Could you transcribe every record below exactly, leaving out any pictures?
---------- Data excerpts ----------
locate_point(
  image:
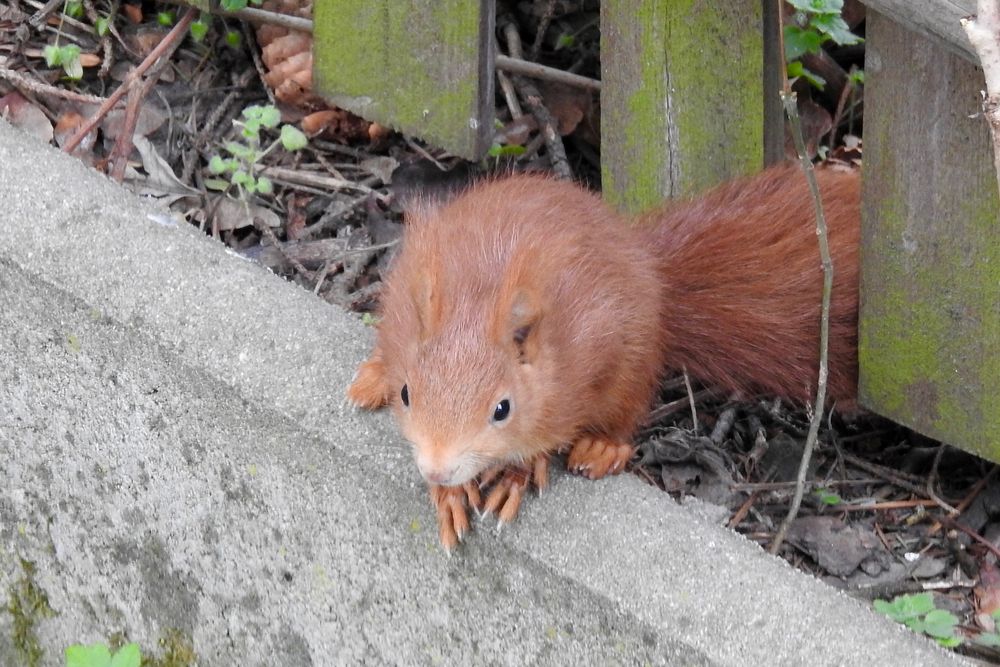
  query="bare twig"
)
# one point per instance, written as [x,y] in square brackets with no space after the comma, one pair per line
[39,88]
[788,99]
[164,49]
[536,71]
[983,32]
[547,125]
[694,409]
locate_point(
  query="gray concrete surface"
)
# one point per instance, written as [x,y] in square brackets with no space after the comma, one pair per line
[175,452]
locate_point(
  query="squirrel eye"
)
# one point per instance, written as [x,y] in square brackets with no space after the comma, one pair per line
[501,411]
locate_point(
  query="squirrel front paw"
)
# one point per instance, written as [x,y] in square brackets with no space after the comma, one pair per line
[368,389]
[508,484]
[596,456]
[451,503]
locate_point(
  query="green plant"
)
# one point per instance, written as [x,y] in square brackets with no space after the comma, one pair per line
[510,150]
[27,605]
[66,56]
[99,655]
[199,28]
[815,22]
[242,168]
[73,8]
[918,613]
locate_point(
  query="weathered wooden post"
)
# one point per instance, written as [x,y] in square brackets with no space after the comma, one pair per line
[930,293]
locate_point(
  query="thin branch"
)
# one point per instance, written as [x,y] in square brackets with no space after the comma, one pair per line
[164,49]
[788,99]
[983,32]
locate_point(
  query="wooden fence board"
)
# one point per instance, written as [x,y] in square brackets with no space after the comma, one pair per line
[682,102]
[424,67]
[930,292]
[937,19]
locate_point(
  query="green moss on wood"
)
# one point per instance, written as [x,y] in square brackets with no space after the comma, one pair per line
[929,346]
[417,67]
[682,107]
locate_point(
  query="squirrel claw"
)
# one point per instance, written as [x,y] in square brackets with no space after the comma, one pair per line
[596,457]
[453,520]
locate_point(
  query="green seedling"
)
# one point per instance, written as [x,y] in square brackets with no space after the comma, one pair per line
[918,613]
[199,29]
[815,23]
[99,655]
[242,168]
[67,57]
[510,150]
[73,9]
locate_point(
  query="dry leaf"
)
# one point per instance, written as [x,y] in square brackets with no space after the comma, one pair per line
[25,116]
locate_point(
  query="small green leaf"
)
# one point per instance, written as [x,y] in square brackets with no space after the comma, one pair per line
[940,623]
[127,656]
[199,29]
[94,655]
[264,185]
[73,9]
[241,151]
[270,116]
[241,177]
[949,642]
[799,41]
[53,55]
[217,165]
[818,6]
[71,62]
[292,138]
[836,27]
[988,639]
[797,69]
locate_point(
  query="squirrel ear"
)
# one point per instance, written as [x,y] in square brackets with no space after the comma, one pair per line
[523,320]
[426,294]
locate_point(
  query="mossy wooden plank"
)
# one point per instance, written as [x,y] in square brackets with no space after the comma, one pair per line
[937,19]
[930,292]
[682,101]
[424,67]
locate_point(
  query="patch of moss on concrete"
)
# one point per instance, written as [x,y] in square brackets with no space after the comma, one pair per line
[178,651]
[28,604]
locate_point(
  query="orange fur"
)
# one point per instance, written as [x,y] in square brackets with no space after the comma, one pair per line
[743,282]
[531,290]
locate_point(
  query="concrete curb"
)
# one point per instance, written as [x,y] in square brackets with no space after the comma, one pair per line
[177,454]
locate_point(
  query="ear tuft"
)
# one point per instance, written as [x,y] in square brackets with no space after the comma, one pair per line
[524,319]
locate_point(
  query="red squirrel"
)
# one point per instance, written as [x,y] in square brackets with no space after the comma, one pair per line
----------
▶ _Response to the task_
locate_point(
  image:
  query="bare twig"
)
# one point per instance, written as [x,y] in square brackets with no space after the comma, one pair per line
[39,88]
[788,99]
[164,49]
[536,71]
[983,32]
[547,125]
[694,409]
locate_point(
  query="gray concrete surface"
)
# one point per instance, written as [x,y] in square brackets with no space after the comma, one pair per line
[175,452]
locate_point(
  query="squirrel eye"
)
# one point per instance, written as [x,y] in square brackets with no space after the comma, one pair per line
[501,411]
locate_point(
  query="squirrel front paw"
)
# one point per instance, written as [x,y] in square brackets with no space after the comma, one pair per line
[368,389]
[508,484]
[596,456]
[451,503]
locate_point(
  query="green plant"
)
# one point per instance, written as [x,y] in square brackets with no space after the comma, one pair per line
[510,150]
[27,605]
[66,56]
[99,655]
[199,28]
[815,22]
[242,168]
[73,8]
[918,613]
locate_point(
  query="weathered wooden post"
)
# one point per instance, written as [x,y] in square brackets with no space after the comma, one pair per line
[930,293]
locate_point(
  query="thin branch"
)
# one point per instance, written as [x,y] in square brackets with no space after the comma, one pair per line
[164,49]
[788,99]
[983,32]
locate_point(
  query="wooden fence board"
)
# one point per instance, written as [x,y] in square brackets with no space after the comma, one pair per line
[682,102]
[424,67]
[930,292]
[937,19]
locate_point(
  query="green moss on wood"
)
# one point per instance, written as [x,y] in square brackets with no space after the comma, one pair per line
[929,346]
[417,67]
[682,107]
locate_point(
  query="squirrel claw"
)
# one point per instance, written as [x,y] in square brackets with no space after the comma, one pair per line
[596,457]
[453,520]
locate_point(
  query="green seedling"
)
# one point per instance, written as [x,y] in square brackets with no space after the comma, one pair per line
[918,613]
[199,29]
[815,23]
[99,655]
[242,168]
[67,57]
[510,150]
[73,9]
locate_point(
  query="dry leaf"
)
# one point per instance, written as [x,y] in square brackets with no space after the comma, one pair per line
[25,116]
locate_point(
  query="small green leaf"
)
# one point per instance, written as [x,y] in square brackets with no space after the comma, one pair per line
[940,623]
[127,656]
[199,29]
[94,655]
[264,185]
[73,9]
[241,151]
[270,116]
[241,177]
[949,642]
[799,41]
[53,55]
[217,165]
[818,6]
[71,62]
[292,138]
[836,27]
[988,639]
[797,69]
locate_point(
  query="squirrel ear"
)
# one point per instance, written as [x,y] in square brackets with no space after the comma, one pair per line
[523,320]
[426,294]
locate_point(
  query="mossy wooden plank"
)
# one point per instance, written as [x,y] in square brackets with no space after the comma, one pair per line
[937,19]
[930,292]
[682,101]
[424,67]
locate_point(
  query="patch of moss on concrete"
)
# one point per instance, written as [x,y] in square brackets with no space after the comma, one pair per line
[178,651]
[28,604]
locate_point(
  query="orange fur"
)
# one point per instance, written as [x,y] in square brackets with no space after the comma, one pair per line
[743,282]
[531,290]
locate_point(
  query="concrete curb"
)
# one point per instance, written as [x,y] in square brackets with no space after the comma, one pair per line
[177,454]
locate_point(
  query="ear tuft"
)
# one point per instance, written as [x,y] in square brackets with no space after the comma, one pair per line
[524,319]
locate_point(
  query="red squirrel"
)
# one point per instance, written as [x,y] in square brackets with no space after the comma, one pair per line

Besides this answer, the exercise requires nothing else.